## [TASK PROMPT]
Edit the lines running from the line containing "Isolate any visible skyscraper." through the last line, changing "skyscraper" to "tower" and leaving everything else as it is. Return only those lines.

# INPUT start

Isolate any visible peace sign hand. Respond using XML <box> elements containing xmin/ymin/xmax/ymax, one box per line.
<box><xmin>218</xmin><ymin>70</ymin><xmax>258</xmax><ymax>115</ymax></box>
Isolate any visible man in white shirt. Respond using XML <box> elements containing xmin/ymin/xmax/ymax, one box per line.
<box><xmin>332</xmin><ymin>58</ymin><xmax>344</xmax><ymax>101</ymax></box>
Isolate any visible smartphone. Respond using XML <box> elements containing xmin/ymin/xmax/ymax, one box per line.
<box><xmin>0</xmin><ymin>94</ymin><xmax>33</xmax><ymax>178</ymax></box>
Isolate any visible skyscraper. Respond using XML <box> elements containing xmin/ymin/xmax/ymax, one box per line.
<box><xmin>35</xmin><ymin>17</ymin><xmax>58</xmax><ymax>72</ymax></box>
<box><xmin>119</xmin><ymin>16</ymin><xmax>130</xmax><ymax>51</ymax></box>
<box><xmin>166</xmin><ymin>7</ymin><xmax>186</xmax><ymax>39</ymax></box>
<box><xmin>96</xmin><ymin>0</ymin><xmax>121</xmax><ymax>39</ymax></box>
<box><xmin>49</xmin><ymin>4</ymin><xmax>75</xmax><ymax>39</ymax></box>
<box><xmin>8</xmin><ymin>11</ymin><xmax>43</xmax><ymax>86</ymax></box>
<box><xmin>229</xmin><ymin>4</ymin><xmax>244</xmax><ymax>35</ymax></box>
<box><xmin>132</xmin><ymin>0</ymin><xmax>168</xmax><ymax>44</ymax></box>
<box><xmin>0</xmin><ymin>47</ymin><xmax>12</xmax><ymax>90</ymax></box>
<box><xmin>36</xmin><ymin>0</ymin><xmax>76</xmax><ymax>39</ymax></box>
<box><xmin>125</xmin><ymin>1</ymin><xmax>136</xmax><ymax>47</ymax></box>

# INPUT end

## [CORRECT RESPONSE]
Isolate any visible tower. Respond using XML <box> elements containing xmin/ymin/xmax/ymax, one box per line.
<box><xmin>35</xmin><ymin>17</ymin><xmax>58</xmax><ymax>72</ymax></box>
<box><xmin>119</xmin><ymin>16</ymin><xmax>130</xmax><ymax>51</ymax></box>
<box><xmin>166</xmin><ymin>7</ymin><xmax>186</xmax><ymax>39</ymax></box>
<box><xmin>96</xmin><ymin>0</ymin><xmax>121</xmax><ymax>39</ymax></box>
<box><xmin>49</xmin><ymin>4</ymin><xmax>75</xmax><ymax>39</ymax></box>
<box><xmin>8</xmin><ymin>11</ymin><xmax>43</xmax><ymax>86</ymax></box>
<box><xmin>229</xmin><ymin>4</ymin><xmax>244</xmax><ymax>35</ymax></box>
<box><xmin>132</xmin><ymin>0</ymin><xmax>168</xmax><ymax>44</ymax></box>
<box><xmin>0</xmin><ymin>47</ymin><xmax>12</xmax><ymax>90</ymax></box>
<box><xmin>36</xmin><ymin>0</ymin><xmax>76</xmax><ymax>39</ymax></box>
<box><xmin>125</xmin><ymin>1</ymin><xmax>136</xmax><ymax>47</ymax></box>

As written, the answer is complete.